[Text block]:
'''
We’ve got a question about the auto update to classic mode.
Is there a way to update our current users to the classic mode automatically?

If we publish the new release with classic mode enabled will this mechanism https://docs.snapcraft.io/keeping-snaps-up-to-date update our current users from strict to classic in the background or not? If not, is there a way to refresh from strict to classic manually with CLI?

AIUI, snaps by design are allowed to automatically refresh from classic to strict but not the other way around. I believe the @advocacy team worked with a publisher or two on dealing with this. Perhaps they can comment here?

Hello @popey @pedronis

Guys, could you advice something?
Or our current users have to remove current Strict applications and install it with --classic again?

Thanks in advance.
'''
Rows excerpted from a collection:
'''
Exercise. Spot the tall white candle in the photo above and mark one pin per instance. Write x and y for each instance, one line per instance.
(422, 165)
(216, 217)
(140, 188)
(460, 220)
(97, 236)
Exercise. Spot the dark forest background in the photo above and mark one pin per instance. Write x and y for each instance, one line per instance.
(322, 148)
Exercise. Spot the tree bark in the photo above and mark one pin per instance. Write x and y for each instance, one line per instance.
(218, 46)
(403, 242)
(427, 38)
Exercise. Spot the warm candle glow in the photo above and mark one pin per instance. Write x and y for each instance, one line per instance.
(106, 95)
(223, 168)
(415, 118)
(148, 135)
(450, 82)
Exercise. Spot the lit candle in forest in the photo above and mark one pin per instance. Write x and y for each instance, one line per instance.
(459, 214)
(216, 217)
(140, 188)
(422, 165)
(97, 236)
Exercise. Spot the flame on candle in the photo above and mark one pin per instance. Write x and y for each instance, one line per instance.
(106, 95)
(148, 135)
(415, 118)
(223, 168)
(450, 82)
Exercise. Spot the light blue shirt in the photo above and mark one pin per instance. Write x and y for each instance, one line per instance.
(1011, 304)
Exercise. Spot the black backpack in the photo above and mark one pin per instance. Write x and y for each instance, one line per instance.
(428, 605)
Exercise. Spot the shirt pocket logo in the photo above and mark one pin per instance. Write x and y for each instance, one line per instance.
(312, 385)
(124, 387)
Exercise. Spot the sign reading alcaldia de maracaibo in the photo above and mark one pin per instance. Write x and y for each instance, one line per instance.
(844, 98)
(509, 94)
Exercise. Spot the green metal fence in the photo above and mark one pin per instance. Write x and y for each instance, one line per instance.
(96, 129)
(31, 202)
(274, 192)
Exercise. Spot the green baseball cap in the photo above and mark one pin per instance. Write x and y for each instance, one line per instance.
'''
Carry on the forum thread about refreshing snaps from strict to classic confinement from the point where it stops.

This is a tricky one. I would consider doing the following - comments / suggestions welcome:

  • Publish a classic build to the candidate channel only
  • Publish a strict build to the stable channel, which has a zenity / yad / dialog popup which pops up before the application launches to explain you’re now classic confined, and to tell people to snap refresh termius --candidate (and omit the --classic so they get to read the message that pops up when they try to refresh to the classic snap)
  • Monitor the snap metrics for your snap to see how many have moved from stable to candidate. Be accepting of the fact not everyone will, as not everyone will start your application and see the popup
  • Once a chunk of users have moved over, promote the classic build to the stable channel and close the candidate channel

I can’t think of a better way to do it.